→ Requirement:
Each entry below must be repeated exactly, with pictures left out.

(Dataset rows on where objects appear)
— Begin —

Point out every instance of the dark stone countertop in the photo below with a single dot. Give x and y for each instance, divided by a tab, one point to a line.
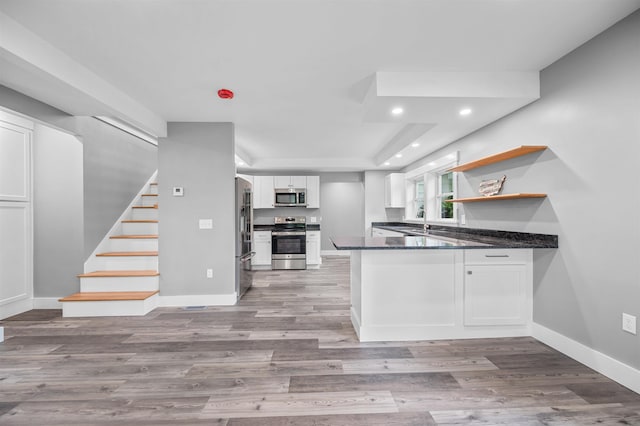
310	227
444	237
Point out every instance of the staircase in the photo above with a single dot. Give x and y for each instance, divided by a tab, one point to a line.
122	278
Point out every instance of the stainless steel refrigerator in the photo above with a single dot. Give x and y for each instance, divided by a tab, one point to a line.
244	235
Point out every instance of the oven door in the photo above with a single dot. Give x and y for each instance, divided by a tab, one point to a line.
288	250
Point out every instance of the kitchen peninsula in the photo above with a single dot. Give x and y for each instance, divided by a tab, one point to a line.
441	283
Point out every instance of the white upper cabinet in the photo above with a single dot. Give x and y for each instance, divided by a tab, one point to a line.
290	181
394	190
313	192
263	192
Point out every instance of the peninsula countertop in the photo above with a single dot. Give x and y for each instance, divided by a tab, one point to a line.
444	237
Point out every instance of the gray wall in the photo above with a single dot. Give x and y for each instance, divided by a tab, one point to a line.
58	218
26	105
200	158
116	166
341	205
588	115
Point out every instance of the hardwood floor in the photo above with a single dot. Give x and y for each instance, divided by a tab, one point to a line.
286	355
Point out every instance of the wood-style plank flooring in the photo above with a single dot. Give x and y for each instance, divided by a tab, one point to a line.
286	355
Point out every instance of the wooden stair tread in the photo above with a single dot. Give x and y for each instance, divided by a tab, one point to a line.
108	296
135	237
136	273
128	253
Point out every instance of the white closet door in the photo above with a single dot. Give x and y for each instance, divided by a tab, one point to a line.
16	224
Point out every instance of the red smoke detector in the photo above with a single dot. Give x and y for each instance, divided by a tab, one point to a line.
225	94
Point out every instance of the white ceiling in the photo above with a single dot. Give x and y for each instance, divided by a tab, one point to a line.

— End —

→ Result of this task:
Point out every instance of the dark stone countertop in the photo below with a single dot. Give x and y for each instance, divided by a tab, one point to a line.
310	227
444	237
Point out every instance of the staircase in the photo above with a single dot. Give x and y for each instance, divided by a tab, one point to a line.
122	278
Point out every instance of the stainless steel refrigerator in the photo above with a single dot. Give x and y for each instance, divided by a tab, one point to a line.
244	235
Point out every instance of the oven door in the photo above with a single dot. Give x and y for each instance, divided by a tab, one point to a line.
288	250
Point out every instance of the kitchen peninsula in the photo above with a single dot. Give x and y for each instance, divided by a tab, one point to a line.
441	283
Point out every instance of the white upper cabinet in the photo above with a single dot. Give x and y for each instance, divided by a tab, one point to a line.
290	181
394	190
313	192
263	192
Point out every instance of the peninsula countertop in the photo above with a single dot. Give x and y for each instance, divided by a tab, one point to a line.
444	237
Point out every instance of the gray wall in the photo above with a single dot. Give x and y for each instance, divided by a tab, one point to a line.
58	218
26	105
200	158
116	166
341	205
588	115
Point out every instance of the hardwood floor in the photo above with a single dot. Give x and y for each instance, divided by a tab, one point to a line.
286	355
Point out every instance of the wood-style plank flooring in the photo above with a single dot. Give x and y for each instance, divided by a tab, one point to a line.
286	355
Point out every instance of the wooden stair tread in the photo above with a single dot. Give x and y for each instance, divided by a tab, one point to a line.
108	296
135	237
136	273
128	253
Point out every instance of the white closet door in the photo above with a single dot. Give x and y for each instance, divided by a tab, one point to a line.
16	224
Point out every instance of the red smoke detector in the photo above with a single dot. Give x and y for each instance, divided by a tab, one point to a line.
225	94
Point out every instance of the white ceiling in the photo above with a single dot. Give x and y for each instance, divided by a tab, one point to a line.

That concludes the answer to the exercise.